#### Tarefa proposta
Indique se cada afirmação abaixo está de acordo com o texto sobre a reforma do ensino médio, respondendo sim ou não e citando literalmente as palavras do texto que decidem a questão.
(a) A reforma do ensino médio foi aprovada depois de um amplo debate com professores e estudantes.
(b) Segundo o texto, os jovens do século XX já reclamavam dos mesmos problemas da escola.
(c) A reforma foi voltada especialmente para a mudança no currículo e no tempo de permanência do jovem na escola.
──────── Trecho do documento ────────
Dentro das escolas, o furor que envolveu a reforma do ensino médio parece esquecido. Professores, estudantes e funcionários desenvolvem suas atividades (com o mesmo esforço e dificuldade) em meio a dúvidas sobre como serão os dias seguintes. Também pudera! A aprovação da reforma do ensino médio foi realizada em tempo recorde e sem debate com os envolvidos. Somente a publicidade e a propaganda da proposta nos foram apresentadas, além dos pífios resumos jornalísticos, que serviram para confirmar o discurso do governo e pouco ajudam a pensar os problemas que afetam a educação. Mas, agora aprovada, será que essa “reforma” resolverá o problema do Ensino Médio?
A fala oficial defende que “o jovem está desinteressado pela escola, pois o conteúdo é muito chato”, ou que “a educação do século XXI exige aulas inovadoras, sem essa grande quantidade de disciplinas”, com mais “autonomia do estudante”. Assim foi justificada a reforma do ensino médio, voltada especialmente para a mudança no currículo e no tempo de permanência do jovem na escola.
Quanto menosprezo e quanta maldade, vindas de um governo golpista! Afirmar, do alto da montanha de cristal, que os jovens são preguiçosos e não querem se apropriar das ciências, das artes e dos diversos conhecimentos sobre o mundo. É possível acreditar nessa falácia?
Sabemos que a escola está desinteressante para os jovens – e não apenas os jovens do século XXI, pois os do século XX já reclamavam dos mesmos problemas. No entanto, é necessário uma crítica mais profunda: o problema da escola está no excesso de conteúdo ou na forma como esse conteúdo chega aos jovens?
Temos consciência do sucateamento das nossas escolas e da desvalorização dos professores, que acabam reproduzindo uma escola que apenas sobrevive, mas não com força suficiente para abrasar os corações juvenis. Outro problema central do ambiente escolar é a avaliação, que vincula o conhecimento à provas e testes classificatórios. Ora, as ciências nos permitem conhecer o funcionamento do mundo são capazes de promover as maiores curiosidades em qualquer pessoa. Reduzi-las à conteúdo de avaliações, de fato as torna muito chatas!
──────── Trecho das linhas ────────
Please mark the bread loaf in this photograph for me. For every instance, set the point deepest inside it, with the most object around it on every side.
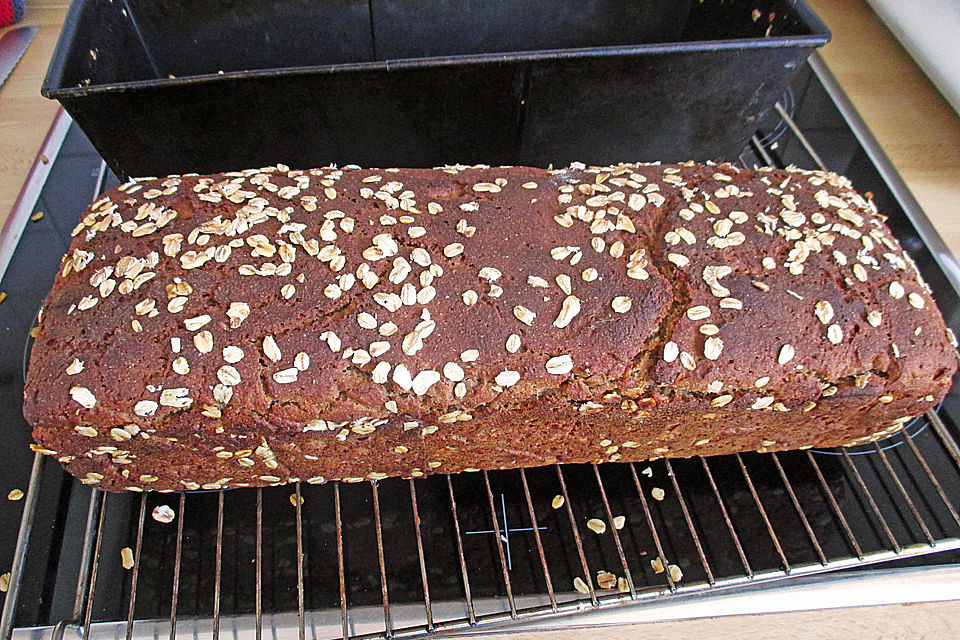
(265, 326)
────────
#### Resposta
(a) Não: "foi realizada em tempo recorde e sem debate com os envolvidos".
(b) Sim: "pois os do século XX já reclamavam dos mesmos problemas".
(c) Sim: "voltada especialmente para a mudança no currículo e no tempo de permanência do jovem na escola".